Segmentation annotation items:
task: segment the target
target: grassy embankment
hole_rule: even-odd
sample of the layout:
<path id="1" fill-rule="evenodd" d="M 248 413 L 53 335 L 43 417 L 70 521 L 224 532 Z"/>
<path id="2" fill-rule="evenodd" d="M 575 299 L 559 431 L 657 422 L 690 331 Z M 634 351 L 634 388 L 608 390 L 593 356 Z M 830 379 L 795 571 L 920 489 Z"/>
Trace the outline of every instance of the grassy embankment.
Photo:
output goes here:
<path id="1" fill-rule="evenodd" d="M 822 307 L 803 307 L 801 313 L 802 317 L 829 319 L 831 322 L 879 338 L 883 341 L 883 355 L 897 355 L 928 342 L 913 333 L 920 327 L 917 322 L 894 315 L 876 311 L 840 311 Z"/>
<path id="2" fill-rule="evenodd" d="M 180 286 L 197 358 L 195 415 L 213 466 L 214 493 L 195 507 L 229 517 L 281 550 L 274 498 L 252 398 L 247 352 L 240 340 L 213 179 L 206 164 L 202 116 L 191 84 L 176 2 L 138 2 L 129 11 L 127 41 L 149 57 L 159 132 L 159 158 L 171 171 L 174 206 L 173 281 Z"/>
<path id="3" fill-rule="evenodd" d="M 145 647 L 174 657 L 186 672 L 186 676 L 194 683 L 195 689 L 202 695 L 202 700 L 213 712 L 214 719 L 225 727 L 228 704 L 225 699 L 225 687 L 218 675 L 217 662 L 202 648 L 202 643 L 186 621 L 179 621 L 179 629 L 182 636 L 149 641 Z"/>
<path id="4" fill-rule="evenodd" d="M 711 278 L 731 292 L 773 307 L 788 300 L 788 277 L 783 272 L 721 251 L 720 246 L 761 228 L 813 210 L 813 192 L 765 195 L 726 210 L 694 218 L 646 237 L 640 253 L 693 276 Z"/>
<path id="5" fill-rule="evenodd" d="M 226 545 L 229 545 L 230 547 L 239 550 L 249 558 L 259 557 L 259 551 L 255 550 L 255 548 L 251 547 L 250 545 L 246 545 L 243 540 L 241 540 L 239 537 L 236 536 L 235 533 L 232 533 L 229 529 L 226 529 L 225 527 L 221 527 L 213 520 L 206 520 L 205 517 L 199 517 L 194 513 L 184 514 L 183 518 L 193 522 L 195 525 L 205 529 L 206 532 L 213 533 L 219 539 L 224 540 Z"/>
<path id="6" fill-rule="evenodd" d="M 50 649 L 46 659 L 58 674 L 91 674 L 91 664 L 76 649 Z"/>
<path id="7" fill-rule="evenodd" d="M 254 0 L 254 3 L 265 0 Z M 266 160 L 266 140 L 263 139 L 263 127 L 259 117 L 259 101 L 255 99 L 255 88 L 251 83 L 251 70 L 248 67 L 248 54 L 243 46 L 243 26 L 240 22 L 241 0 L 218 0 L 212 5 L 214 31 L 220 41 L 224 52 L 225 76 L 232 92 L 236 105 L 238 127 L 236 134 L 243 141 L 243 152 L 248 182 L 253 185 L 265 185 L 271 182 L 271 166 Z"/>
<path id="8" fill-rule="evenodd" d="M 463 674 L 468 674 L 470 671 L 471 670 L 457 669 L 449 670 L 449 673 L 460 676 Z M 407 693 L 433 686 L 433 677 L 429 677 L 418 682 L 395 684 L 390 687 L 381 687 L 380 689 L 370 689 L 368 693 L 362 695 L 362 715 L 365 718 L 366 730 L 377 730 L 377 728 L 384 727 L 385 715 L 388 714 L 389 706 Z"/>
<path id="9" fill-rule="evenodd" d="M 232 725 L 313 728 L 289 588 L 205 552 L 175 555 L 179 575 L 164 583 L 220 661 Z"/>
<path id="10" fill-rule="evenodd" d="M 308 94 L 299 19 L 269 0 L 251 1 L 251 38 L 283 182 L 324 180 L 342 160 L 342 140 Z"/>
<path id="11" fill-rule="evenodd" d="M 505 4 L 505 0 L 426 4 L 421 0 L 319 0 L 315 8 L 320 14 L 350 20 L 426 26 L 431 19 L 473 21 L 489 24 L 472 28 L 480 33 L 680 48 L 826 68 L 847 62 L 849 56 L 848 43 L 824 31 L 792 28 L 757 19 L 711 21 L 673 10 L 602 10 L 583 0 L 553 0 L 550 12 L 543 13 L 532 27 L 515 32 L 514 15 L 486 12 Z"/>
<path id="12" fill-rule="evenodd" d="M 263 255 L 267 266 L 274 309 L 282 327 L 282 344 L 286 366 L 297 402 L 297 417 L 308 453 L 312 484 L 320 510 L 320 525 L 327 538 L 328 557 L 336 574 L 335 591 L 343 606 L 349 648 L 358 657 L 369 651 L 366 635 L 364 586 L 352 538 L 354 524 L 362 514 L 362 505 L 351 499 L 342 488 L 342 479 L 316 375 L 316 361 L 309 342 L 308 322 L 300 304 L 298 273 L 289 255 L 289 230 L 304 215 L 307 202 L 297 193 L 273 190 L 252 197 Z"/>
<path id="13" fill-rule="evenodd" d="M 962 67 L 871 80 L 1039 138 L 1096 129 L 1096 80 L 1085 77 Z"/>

- **PROBLEM STATEMENT**
Copy the items word for word, from the start of the items through the line that contains "180 286 L 197", including that line.

- **RESPONSE**
task: segment the target
target: grassy embankment
hole_rule: even-odd
sample of the layout:
<path id="1" fill-rule="evenodd" d="M 248 413 L 53 335 L 43 417 L 70 521 L 224 532 Z"/>
<path id="2" fill-rule="evenodd" d="M 575 299 L 559 431 L 657 422 L 690 331 Z M 634 351 L 634 388 L 608 390 L 593 356 Z M 830 379 L 795 571 L 920 489 Z"/>
Trace the outline of every instance of the grassy embankment.
Photo:
output goes here:
<path id="1" fill-rule="evenodd" d="M 822 307 L 803 307 L 801 313 L 802 317 L 829 319 L 831 322 L 879 338 L 883 341 L 883 355 L 897 355 L 928 342 L 913 333 L 920 327 L 917 322 L 894 315 L 876 311 L 840 311 Z"/>
<path id="2" fill-rule="evenodd" d="M 180 286 L 197 358 L 195 415 L 213 466 L 214 493 L 195 507 L 229 517 L 281 550 L 274 498 L 252 398 L 247 352 L 240 340 L 213 179 L 206 164 L 202 116 L 191 84 L 176 2 L 138 2 L 129 11 L 127 41 L 149 57 L 159 132 L 159 158 L 171 171 L 174 206 L 173 281 Z"/>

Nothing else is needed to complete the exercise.